Consigne
Présentez l'ensemble du matériel en CSV à deux colonnes, texte et reponse, avec une ligne pour chaque texte et sa réponse, chacun dans un seul champ entre guillemets, les retours à la ligne étant remplacés par des espaces. Laissez les images hors de la réponse.

Matériel fourni
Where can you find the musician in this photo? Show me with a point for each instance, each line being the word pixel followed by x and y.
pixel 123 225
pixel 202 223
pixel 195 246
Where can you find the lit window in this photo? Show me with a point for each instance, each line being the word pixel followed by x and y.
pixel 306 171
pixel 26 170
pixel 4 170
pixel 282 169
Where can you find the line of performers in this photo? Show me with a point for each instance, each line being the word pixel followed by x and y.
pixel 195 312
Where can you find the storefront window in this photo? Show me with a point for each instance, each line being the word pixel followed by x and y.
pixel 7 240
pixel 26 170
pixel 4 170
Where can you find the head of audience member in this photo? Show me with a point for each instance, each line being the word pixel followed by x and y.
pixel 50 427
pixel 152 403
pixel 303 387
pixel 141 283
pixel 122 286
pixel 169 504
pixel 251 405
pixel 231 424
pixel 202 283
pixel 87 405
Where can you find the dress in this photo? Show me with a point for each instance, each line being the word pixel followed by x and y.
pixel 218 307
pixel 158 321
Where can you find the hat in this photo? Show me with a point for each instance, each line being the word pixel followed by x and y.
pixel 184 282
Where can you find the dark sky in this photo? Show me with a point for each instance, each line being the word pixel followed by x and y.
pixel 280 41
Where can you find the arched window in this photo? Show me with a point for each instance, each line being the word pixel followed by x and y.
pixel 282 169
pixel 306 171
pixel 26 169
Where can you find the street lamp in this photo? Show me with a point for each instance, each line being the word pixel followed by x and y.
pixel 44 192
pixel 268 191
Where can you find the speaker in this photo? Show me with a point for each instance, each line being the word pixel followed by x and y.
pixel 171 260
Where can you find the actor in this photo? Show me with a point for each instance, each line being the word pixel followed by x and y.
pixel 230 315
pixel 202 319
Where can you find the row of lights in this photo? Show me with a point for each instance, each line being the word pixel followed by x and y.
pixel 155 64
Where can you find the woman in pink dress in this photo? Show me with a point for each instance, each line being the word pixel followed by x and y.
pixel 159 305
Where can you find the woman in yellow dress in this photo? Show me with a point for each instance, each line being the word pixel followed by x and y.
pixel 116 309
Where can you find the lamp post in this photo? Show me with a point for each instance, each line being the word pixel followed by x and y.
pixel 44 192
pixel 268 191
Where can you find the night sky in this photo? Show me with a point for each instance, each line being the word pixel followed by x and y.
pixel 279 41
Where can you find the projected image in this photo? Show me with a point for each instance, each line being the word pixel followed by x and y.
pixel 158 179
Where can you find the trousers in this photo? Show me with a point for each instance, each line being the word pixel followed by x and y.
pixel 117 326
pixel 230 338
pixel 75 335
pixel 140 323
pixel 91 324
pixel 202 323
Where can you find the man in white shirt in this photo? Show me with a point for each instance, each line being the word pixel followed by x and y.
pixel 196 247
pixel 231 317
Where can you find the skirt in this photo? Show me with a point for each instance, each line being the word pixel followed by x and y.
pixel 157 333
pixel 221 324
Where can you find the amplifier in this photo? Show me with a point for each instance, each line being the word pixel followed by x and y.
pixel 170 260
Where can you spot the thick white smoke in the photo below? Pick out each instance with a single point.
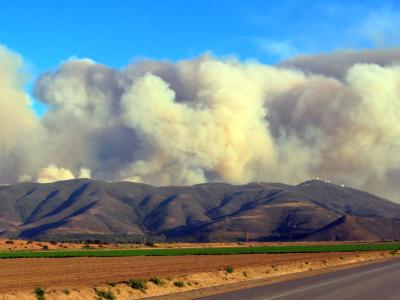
(208, 119)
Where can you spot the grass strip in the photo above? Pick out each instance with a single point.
(203, 251)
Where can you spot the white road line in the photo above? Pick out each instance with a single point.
(330, 282)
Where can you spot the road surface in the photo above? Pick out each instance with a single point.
(369, 282)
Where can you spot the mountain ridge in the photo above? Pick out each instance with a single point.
(311, 210)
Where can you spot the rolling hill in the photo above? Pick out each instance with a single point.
(87, 209)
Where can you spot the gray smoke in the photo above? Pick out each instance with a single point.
(335, 116)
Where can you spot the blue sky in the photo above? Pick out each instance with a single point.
(118, 32)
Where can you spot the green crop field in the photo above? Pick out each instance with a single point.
(203, 251)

Corrigé
texte,reponse
"Where can you find the musician in this photo? Show me with a point for each instance, each line being the word pixel followed by x and y.","pixel 123 225 pixel 202 223 pixel 195 246"
"Where can you find the lit window in this photo? Show me with a point for each instance, each line being the word pixel followed by x and y.","pixel 306 171 pixel 26 170 pixel 4 170 pixel 282 169"
"Where can you find the line of performers in this photo? Show me with a point for each instance, each line being the word pixel followed by x and y.","pixel 195 312"
"Where can you find the storefront window in this photo? Show me with a point for each instance, each line being the word pixel followed by x and y.","pixel 7 240 pixel 26 170 pixel 4 170"
"Where can you find the head of audience member in this photo? Show me with a point for each instance, each line being the word pixel followed by x and y.","pixel 50 427 pixel 152 403 pixel 303 387 pixel 141 283 pixel 122 286 pixel 169 504 pixel 251 405 pixel 231 424 pixel 202 283 pixel 87 405"
"Where can you find the dress in this photo? Show me with a point for each instance, each line being the word pixel followed by x and y.","pixel 218 307 pixel 158 321"
"Where can you find the hat in this photo? Show me with a point for each instance, each line being the word pixel followed by x and y.","pixel 184 282"
"Where can you find the dark sky in this photo? Show me with a point for each instance, each line being the word pixel followed by x and y.","pixel 280 41"
"Where can you find the arched window in this photo? Show me with a point for each instance, each line being the word pixel followed by x and y.","pixel 282 169 pixel 306 171 pixel 26 169"
"Where can you find the street lamp in this photo? Show me with a point for each instance, each line being the word pixel followed by x and y.","pixel 44 192 pixel 268 191"
"Where can you find the speaker in this photo? Show me with a point for each instance, each line being the word pixel followed by x and y.","pixel 171 260"
"Where can you find the actor in this photo? Show me with a point for each instance, each line being the word pixel followed by x and y.","pixel 230 315 pixel 202 319"
"Where can you find the row of lights in this photo? Show me with a point for each instance, each line being the word pixel followed by x and y.","pixel 155 64"
"Where can you find the woman in pink dress in this photo? Show me with a point for each instance, each line being the word pixel followed by x and y.","pixel 159 305"
"Where can you find the woman in yellow dress in this photo? Show me with a point for each instance, each line being the word pixel followed by x and y.","pixel 116 309"
"Where can you find the lamp post in this photo? Show me with a point for each instance, each line being the word pixel followed by x and y.","pixel 44 192 pixel 268 191"
"Where can you find the night sky in this photo? Show me with a point for each instance, each line being the word pixel followed by x and y.","pixel 279 41"
"Where can you find the projected image in this photo? Show me with a point for each instance, each line being the word pixel followed by x and y.","pixel 158 179"
"Where can you find the trousers in this photo? Show me with a point for each instance, each line being the word pixel followed by x and y.","pixel 117 326 pixel 230 338 pixel 75 335 pixel 140 323 pixel 91 324 pixel 202 323"
"Where can you find the man in white shirt in this photo? Show me with a point for each instance, each line being the word pixel followed by x and y.","pixel 196 247 pixel 231 317"
"Where can you find the skirt in this photo? Show me with a point for each instance, each line being the word pixel followed by x and y.","pixel 157 333 pixel 221 324"
"Where can you find the amplifier in this photo? Show me with a point for each instance, each line being the word pixel followed by x and y.","pixel 170 260"
"Where can you spot the thick white smoke in the photo below? Pick out each instance with a single point.","(208, 119)"
"Where can you spot the grass strip in the photo above? Pick out each instance with a single point.","(203, 251)"
"Where can you spot the white road line in the photo above? Pick out each instance with a single point.","(330, 282)"
"Where can you spot the road surface in the photo above? Pick out each instance with a single point.","(369, 282)"
"Where can you spot the mountain ridge in the photo above? Pick out each instance with a single point.","(311, 210)"
"Where can you spot the rolling hill in the photo above? Pick out each instance with a single point.","(87, 209)"
"Where can you spot the gray smoke in the photo above? Pick out each instance with a single point.","(335, 116)"
"Where can you spot the blue sky in the photo above? Pick out each instance with a single point.","(118, 32)"
"Where can you spot the green crop field in the photo above? Pick out each instance with a single point.","(203, 251)"